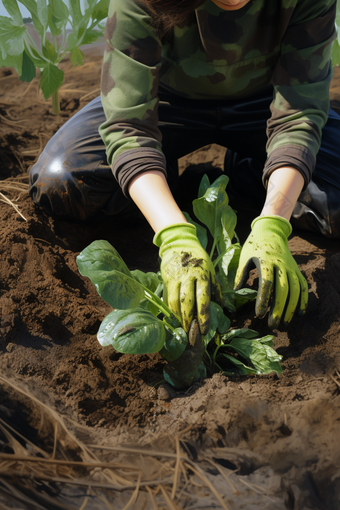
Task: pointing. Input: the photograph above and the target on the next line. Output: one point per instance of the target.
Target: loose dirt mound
(50, 316)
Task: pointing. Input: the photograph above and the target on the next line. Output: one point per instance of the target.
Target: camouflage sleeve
(129, 85)
(301, 83)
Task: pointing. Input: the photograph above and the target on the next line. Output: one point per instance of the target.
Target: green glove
(267, 248)
(187, 273)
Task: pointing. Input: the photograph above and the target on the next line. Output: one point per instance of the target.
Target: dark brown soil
(50, 315)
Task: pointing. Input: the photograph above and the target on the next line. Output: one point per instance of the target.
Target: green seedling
(141, 322)
(50, 19)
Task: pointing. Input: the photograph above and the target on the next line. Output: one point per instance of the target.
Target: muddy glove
(187, 273)
(267, 248)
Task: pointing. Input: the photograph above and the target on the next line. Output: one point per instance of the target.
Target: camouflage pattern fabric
(218, 54)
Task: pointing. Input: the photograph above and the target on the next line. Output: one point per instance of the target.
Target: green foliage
(134, 331)
(142, 322)
(18, 49)
(336, 44)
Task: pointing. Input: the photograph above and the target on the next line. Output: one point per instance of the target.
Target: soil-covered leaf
(134, 331)
(259, 352)
(209, 208)
(175, 344)
(108, 272)
(219, 322)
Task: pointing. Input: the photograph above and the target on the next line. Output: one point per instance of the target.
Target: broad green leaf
(100, 10)
(59, 9)
(219, 322)
(263, 357)
(49, 51)
(175, 344)
(134, 331)
(336, 53)
(241, 368)
(204, 185)
(72, 41)
(13, 10)
(75, 13)
(31, 5)
(150, 281)
(336, 44)
(77, 57)
(43, 13)
(28, 68)
(11, 37)
(201, 373)
(12, 61)
(244, 296)
(200, 231)
(151, 306)
(91, 36)
(35, 57)
(209, 208)
(51, 80)
(108, 272)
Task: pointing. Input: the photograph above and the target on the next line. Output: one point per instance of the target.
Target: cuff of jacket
(290, 155)
(136, 161)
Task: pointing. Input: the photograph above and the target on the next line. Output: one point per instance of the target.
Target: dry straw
(119, 477)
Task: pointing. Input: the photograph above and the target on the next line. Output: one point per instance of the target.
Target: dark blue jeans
(73, 179)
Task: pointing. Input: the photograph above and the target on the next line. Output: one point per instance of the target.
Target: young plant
(142, 323)
(50, 19)
(336, 44)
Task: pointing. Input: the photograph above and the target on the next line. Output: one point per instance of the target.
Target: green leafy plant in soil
(142, 323)
(50, 19)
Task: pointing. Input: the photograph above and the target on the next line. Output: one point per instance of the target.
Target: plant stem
(213, 248)
(55, 103)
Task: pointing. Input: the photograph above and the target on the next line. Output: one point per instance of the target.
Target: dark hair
(167, 13)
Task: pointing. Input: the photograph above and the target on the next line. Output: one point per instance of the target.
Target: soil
(50, 315)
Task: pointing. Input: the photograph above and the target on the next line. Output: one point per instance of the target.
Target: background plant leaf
(204, 185)
(263, 357)
(219, 322)
(77, 57)
(175, 344)
(100, 10)
(134, 331)
(28, 68)
(31, 6)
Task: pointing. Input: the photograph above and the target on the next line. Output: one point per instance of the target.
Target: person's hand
(188, 274)
(267, 248)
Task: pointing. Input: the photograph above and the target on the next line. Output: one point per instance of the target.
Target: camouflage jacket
(218, 54)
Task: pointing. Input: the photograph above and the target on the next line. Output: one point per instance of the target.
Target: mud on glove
(188, 274)
(267, 248)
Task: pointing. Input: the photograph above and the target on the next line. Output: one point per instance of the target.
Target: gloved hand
(188, 274)
(267, 248)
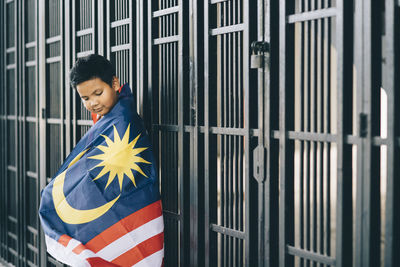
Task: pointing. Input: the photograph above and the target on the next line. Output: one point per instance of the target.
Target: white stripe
(154, 260)
(64, 254)
(132, 239)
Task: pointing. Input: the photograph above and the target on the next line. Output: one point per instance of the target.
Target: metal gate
(275, 123)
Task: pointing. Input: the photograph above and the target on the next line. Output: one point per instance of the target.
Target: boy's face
(97, 96)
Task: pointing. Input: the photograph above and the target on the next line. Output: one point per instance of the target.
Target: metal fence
(275, 124)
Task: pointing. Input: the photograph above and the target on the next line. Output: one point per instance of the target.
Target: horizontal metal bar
(84, 53)
(121, 47)
(32, 230)
(119, 23)
(10, 49)
(31, 119)
(53, 39)
(227, 29)
(12, 168)
(229, 131)
(164, 12)
(217, 1)
(10, 67)
(12, 117)
(312, 15)
(53, 121)
(31, 174)
(53, 59)
(227, 231)
(188, 128)
(165, 40)
(166, 127)
(84, 122)
(306, 136)
(30, 44)
(172, 215)
(12, 251)
(311, 255)
(32, 248)
(352, 140)
(12, 235)
(84, 32)
(31, 63)
(379, 141)
(12, 219)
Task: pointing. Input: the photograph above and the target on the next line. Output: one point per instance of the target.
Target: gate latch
(259, 52)
(259, 155)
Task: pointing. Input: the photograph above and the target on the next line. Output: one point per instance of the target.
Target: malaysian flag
(103, 206)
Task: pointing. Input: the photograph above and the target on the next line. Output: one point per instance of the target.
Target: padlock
(256, 61)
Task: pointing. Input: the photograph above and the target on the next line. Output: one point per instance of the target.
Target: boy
(103, 206)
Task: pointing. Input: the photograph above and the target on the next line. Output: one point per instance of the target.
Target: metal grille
(167, 96)
(229, 122)
(316, 125)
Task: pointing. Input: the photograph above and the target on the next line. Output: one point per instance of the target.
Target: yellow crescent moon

• • •

§ **Exercise goal**: Leave the pictures out and reproduce all of the records exactly.

§ **Response for this exercise**:
Task: pointing. Input: the photograph above and the target on the next line. Output: one point per instance of the target.
Target: loose dirt mound
(50, 316)
Task: pointing. Input: the photograph above and the target on the next line. Output: one point per instance of the target.
Target: camouflage sleeve
(129, 85)
(301, 83)
Task: pointing. Input: the photograph above and the target on the next line. Output: one point per instance of the target.
Target: green glove
(267, 248)
(187, 273)
Task: pointing. Input: the photograph above and the target on the next line. Output: one point per instance of the target.
Target: dark brown soil
(50, 315)
Task: pointing. Input: the photograph above and the target on the next line. Output: one point per instance of the target.
Target: green seedling
(141, 322)
(50, 19)
Task: pointing. Input: the photograph above and the target on the next line. Output: one point per instance of the target.
Target: muddy glove
(187, 273)
(267, 248)
Task: pointing. Input: the photograph above and the target on the next line. Output: one point per instance of the target.
Target: camouflage pattern fabric
(218, 54)
Task: pointing. Input: the photograph above and the target on the next line. Output: one point per instance of the target.
Target: green foliage
(134, 331)
(142, 322)
(18, 49)
(336, 44)
Task: pointing. Input: the photograph above and the target on the next line. Output: one point per instance of the target.
Target: soil-covered leaf
(134, 331)
(259, 352)
(209, 208)
(175, 344)
(108, 272)
(219, 322)
Task: pointing. Input: the photograph above and the target on the next line. Output: one point per instance of the target.
Target: broad green leaf
(100, 10)
(59, 9)
(219, 322)
(263, 357)
(49, 51)
(175, 344)
(134, 331)
(336, 53)
(241, 368)
(204, 185)
(72, 41)
(13, 10)
(75, 13)
(31, 5)
(150, 281)
(336, 44)
(77, 57)
(43, 13)
(28, 68)
(11, 37)
(201, 373)
(12, 61)
(244, 296)
(200, 231)
(151, 306)
(91, 36)
(35, 57)
(209, 208)
(51, 80)
(108, 272)
Task: pointing. Input: the photograph above and the target on the next line. Output: one point per instance of the target.
Target: cuff of jacket
(290, 155)
(136, 161)
Task: pointing. Input: the photograph above and the target on the next line. Output: one point per instance of the target.
Target: dry straw
(119, 477)
Task: pointing. Input: the photograph above and the target on the next line. Output: one point per instance of the target.
Target: dark blue jeans
(73, 179)
Task: pointing. Input: the photograph above and the target on the next line. Output: one point per instance of the target.
Target: young plant
(142, 323)
(50, 19)
(336, 44)
Task: pointing. Input: the photograph above and the target on the next line. Output: one point per instance of the target.
Target: green leafy plant in soil
(142, 323)
(50, 19)
Task: pointing. Input: the photograph above and the target on the next line. Output: one point per instance of the target.
Target: plant stem
(213, 248)
(55, 103)
Task: pointing. Input: the photograph above and the target on the next line. Output: one point per instance of the target.
Target: dark hair
(167, 13)
Task: pointing. Input: the photograph above and the target on the next line. Output: one point per instance of the target.
Target: soil
(50, 315)
Task: pointing. Input: the photograph above and the target on the next line. Output: one point per instance of the target.
Target: background plant leaf
(204, 185)
(263, 357)
(219, 322)
(77, 57)
(175, 344)
(100, 10)
(134, 331)
(28, 68)
(31, 6)
Task: pointing. Input: the photograph above and the target on the next line. Output: one point per instance of the target.
Target: person's hand
(188, 274)
(267, 248)
Task: pointing. Input: the photograph above and the target on the next line. Output: one point per instance of the target.
Target: camouflage jacket
(218, 54)
Task: pointing. Input: the photograph above and the target on the next line. Output: one point per instance of the target.
Target: mud on glove
(188, 274)
(267, 248)
Task: pointing. Input: the photograph above and the target on the next line. Output: one point per instance of the target.
Target: gloved hand
(188, 274)
(267, 248)
Task: pointing. Input: the photograph above and the target on the next line. Output: one point per instance of the target.
Target: white stripe
(154, 260)
(64, 254)
(132, 239)
Task: pointing. Input: the photograph above and the target on the next line. Output: one point per instance of the target.
Target: metal gate
(275, 123)
Task: pointing. Input: the photograph above and the target on the next line. Output: one point per instance of the target.
Target: boy's face
(97, 96)
Task: pointing. Input: the photograph above and the target on the next line. Output: one point per instance of the target.
Target: metal fence
(275, 124)
Task: pointing. Input: the photograph above and the target on the next line. Output: one point per instance of the target.
Target: horizontal metal bar
(84, 53)
(121, 47)
(32, 230)
(119, 23)
(10, 49)
(31, 119)
(53, 39)
(227, 29)
(12, 168)
(229, 131)
(164, 12)
(217, 1)
(10, 67)
(12, 117)
(312, 15)
(53, 121)
(31, 174)
(53, 59)
(227, 231)
(188, 128)
(165, 40)
(166, 127)
(84, 122)
(306, 136)
(30, 44)
(172, 215)
(12, 251)
(311, 255)
(32, 248)
(352, 140)
(12, 235)
(84, 32)
(31, 63)
(379, 141)
(12, 219)
Task: pointing. Input: the photograph above and the target on the next line. Output: one point per instance of the target.
Target: gate latch
(259, 52)
(259, 155)
Task: pointing. Input: the photograph above and the target on the next line. Output: one point per instance of the target.
Target: malaysian flag
(103, 206)
Task: pointing. Input: the photograph above and the target on the next line. Output: one point per instance of the target.
Target: padlock
(256, 61)
Task: pointing. Input: the photograph above and the target on the next line. Output: one point per instance of the target.
Target: boy
(103, 206)
Task: pointing. Input: the photograph above and the target on the next line. Output: one point per instance of the target.
Target: metal grille
(167, 96)
(229, 122)
(316, 125)
Task: pointing. Input: the photograph above and the target on the next line. Output: one point per instance of the target.
Target: yellow crescent moon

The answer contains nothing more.